Dataset excerpts
• • • • • • •
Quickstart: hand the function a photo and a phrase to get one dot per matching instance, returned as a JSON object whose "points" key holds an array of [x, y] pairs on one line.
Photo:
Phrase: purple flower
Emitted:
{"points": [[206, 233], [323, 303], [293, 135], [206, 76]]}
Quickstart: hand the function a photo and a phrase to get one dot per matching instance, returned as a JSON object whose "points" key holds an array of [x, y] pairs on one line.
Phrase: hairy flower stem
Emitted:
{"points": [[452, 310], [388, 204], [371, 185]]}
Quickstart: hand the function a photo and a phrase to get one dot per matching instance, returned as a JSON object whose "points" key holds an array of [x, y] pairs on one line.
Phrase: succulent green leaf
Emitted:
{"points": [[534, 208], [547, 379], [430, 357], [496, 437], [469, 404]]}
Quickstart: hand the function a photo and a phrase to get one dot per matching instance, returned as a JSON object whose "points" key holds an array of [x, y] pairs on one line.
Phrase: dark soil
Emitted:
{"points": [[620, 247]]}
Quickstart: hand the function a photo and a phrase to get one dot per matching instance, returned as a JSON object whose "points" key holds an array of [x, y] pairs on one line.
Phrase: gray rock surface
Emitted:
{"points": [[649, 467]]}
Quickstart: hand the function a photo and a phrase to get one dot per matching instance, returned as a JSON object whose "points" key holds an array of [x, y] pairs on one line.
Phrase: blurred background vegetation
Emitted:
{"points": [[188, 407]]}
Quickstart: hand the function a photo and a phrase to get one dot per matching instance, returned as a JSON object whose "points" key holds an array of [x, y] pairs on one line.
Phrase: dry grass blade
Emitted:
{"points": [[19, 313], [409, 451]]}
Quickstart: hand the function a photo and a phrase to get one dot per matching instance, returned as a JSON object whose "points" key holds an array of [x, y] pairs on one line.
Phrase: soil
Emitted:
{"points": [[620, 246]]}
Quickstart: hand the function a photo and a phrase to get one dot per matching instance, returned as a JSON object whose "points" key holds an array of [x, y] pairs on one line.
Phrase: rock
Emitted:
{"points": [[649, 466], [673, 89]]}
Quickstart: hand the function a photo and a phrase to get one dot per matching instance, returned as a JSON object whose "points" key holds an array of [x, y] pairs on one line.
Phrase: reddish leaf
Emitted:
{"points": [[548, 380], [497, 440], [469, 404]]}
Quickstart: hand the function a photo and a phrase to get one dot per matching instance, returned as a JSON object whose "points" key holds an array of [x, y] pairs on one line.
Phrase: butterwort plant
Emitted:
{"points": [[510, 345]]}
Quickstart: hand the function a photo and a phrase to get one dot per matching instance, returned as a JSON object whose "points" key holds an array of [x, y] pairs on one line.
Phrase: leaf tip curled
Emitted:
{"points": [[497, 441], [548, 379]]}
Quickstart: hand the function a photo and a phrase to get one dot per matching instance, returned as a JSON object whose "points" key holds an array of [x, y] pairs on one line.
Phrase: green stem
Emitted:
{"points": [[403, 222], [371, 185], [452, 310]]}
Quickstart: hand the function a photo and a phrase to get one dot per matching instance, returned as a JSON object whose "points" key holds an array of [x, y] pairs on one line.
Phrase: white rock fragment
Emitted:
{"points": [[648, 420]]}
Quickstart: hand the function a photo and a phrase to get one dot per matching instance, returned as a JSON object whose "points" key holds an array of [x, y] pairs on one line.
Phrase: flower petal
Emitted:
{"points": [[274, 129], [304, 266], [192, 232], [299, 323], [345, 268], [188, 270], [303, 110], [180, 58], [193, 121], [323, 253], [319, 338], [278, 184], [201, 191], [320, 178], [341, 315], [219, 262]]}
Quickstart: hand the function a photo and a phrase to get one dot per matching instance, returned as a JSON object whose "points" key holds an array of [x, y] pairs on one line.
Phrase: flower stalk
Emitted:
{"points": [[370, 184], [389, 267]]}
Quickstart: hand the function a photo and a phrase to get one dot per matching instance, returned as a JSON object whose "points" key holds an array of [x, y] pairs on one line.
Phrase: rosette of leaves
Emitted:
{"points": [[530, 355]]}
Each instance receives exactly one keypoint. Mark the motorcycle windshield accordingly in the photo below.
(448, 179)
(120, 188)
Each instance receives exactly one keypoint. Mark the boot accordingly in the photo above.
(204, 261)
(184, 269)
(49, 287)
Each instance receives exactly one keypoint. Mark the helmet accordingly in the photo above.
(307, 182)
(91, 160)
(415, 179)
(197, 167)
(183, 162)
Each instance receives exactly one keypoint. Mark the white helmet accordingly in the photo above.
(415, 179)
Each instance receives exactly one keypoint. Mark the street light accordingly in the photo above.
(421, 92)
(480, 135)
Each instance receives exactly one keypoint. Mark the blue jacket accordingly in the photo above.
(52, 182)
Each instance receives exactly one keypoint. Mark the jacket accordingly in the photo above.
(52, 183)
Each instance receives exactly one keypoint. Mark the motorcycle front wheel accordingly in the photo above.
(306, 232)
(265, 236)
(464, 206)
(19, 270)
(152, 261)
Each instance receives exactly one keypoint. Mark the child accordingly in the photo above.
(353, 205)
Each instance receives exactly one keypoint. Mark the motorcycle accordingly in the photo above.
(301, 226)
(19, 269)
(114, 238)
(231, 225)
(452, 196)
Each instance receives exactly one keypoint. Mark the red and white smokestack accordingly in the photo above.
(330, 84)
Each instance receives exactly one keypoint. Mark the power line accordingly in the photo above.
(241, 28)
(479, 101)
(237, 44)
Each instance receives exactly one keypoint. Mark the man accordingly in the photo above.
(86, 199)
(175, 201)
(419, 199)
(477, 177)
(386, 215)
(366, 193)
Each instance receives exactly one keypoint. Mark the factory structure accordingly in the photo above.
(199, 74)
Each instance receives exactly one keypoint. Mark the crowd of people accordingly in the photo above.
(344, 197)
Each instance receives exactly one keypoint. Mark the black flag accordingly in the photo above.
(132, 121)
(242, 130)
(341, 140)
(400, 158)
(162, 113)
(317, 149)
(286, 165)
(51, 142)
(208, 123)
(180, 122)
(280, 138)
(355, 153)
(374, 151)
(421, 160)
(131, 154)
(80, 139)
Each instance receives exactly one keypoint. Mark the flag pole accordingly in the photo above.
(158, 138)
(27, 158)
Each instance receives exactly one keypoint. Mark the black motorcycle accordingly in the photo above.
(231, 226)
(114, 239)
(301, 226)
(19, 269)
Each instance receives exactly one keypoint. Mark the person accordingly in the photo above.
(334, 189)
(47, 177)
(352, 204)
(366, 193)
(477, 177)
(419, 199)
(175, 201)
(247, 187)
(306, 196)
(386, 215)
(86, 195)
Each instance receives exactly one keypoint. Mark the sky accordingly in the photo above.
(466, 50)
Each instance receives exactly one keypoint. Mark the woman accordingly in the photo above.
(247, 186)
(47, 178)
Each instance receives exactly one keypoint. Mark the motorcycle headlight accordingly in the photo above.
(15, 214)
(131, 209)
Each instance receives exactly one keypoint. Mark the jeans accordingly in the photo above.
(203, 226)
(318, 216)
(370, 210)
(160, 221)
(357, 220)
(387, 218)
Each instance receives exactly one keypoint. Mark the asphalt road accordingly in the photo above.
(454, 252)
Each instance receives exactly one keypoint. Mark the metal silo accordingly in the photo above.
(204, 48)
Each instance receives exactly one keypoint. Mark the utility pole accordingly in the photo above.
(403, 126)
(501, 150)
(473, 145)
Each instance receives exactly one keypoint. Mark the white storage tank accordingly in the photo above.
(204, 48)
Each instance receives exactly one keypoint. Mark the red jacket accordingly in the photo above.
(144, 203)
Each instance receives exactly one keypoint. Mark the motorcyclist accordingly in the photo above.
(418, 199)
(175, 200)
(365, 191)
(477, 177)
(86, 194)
• • • • • • •
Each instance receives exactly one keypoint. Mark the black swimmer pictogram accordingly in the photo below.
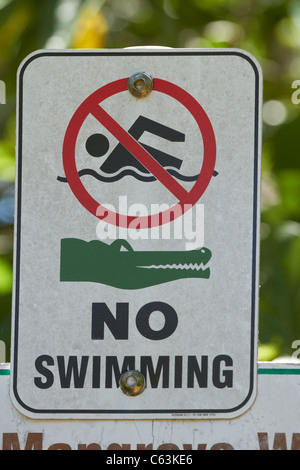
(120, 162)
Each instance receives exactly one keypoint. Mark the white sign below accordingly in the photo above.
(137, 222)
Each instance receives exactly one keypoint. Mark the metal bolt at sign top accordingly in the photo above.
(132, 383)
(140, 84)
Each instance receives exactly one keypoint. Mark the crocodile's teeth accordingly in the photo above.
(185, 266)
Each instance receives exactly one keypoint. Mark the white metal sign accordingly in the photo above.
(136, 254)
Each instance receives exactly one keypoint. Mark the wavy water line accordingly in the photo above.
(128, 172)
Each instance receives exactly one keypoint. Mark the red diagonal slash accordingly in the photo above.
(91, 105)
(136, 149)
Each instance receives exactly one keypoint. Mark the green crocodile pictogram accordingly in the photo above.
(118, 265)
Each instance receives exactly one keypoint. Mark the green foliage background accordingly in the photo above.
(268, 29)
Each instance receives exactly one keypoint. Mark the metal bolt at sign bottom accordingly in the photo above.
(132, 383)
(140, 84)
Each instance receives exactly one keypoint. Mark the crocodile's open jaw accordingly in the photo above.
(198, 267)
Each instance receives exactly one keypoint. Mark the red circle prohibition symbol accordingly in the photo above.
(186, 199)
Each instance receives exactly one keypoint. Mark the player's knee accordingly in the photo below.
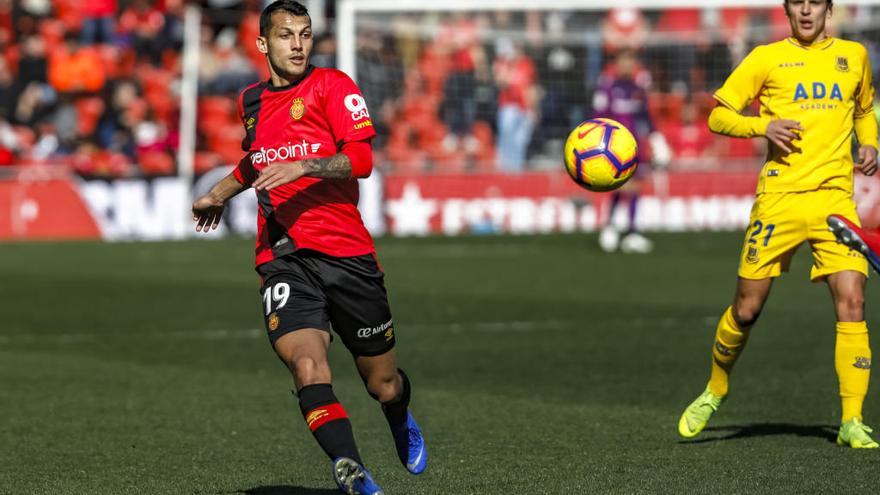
• • • • • • •
Work request –
The expected output is each line of the records above that includes the word "leaf".

Written reply –
Phrase: succulent green leaf
Phrase: reddish leaf
Phrase: leaf tip curled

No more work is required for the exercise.